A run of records
-------
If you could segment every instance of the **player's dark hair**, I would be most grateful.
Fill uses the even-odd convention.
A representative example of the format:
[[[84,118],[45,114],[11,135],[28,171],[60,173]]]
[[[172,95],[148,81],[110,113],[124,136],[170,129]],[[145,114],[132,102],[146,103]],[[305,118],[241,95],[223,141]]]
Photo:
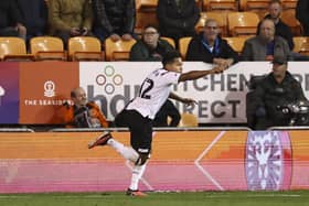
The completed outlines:
[[[170,51],[163,55],[162,64],[166,66],[167,64],[171,64],[175,58],[180,58],[181,55],[178,51]]]

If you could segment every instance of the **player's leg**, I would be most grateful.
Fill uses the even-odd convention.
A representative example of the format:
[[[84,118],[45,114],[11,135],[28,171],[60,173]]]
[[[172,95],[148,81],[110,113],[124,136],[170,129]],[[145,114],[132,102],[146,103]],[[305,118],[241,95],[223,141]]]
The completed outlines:
[[[150,158],[152,141],[152,123],[148,118],[143,118],[139,113],[135,115],[135,123],[131,124],[131,145],[138,152],[139,156],[132,169],[131,183],[127,191],[127,195],[145,196],[139,192],[138,184],[145,173],[147,162]]]
[[[121,111],[117,117],[116,120],[121,119],[121,123],[128,121],[129,115],[126,110]],[[119,122],[116,126],[119,126]],[[121,127],[125,127],[125,124],[121,124]],[[126,160],[129,160],[131,162],[136,162],[138,160],[138,153],[131,148],[131,147],[126,147],[122,143],[118,142],[115,140],[109,132],[104,132],[102,135],[99,135],[95,141],[90,142],[88,144],[88,149],[93,149],[95,147],[99,145],[109,145],[114,148],[120,155],[122,155]]]

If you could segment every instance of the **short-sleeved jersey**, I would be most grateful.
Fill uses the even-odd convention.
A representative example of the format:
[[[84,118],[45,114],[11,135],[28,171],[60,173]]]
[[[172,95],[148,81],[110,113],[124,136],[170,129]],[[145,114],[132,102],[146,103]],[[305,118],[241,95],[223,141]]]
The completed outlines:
-------
● **TASK PROMPT**
Copy out the lines word for word, from the line containing "If you could segment every instance of the **short-sleeved" through the end of the records, inclusive.

● **THE ANSWER**
If you could segment every instance of the **short-sleeved jersey**, I would be most grateful.
Fill uses the even-odd convention.
A representative example of the format:
[[[84,118],[45,114],[11,135],[28,171],[60,173]]]
[[[172,95],[148,81],[110,113],[124,136],[170,129]],[[145,114],[132,102],[146,103]],[[305,118],[241,95],[223,141]]]
The completed outlines:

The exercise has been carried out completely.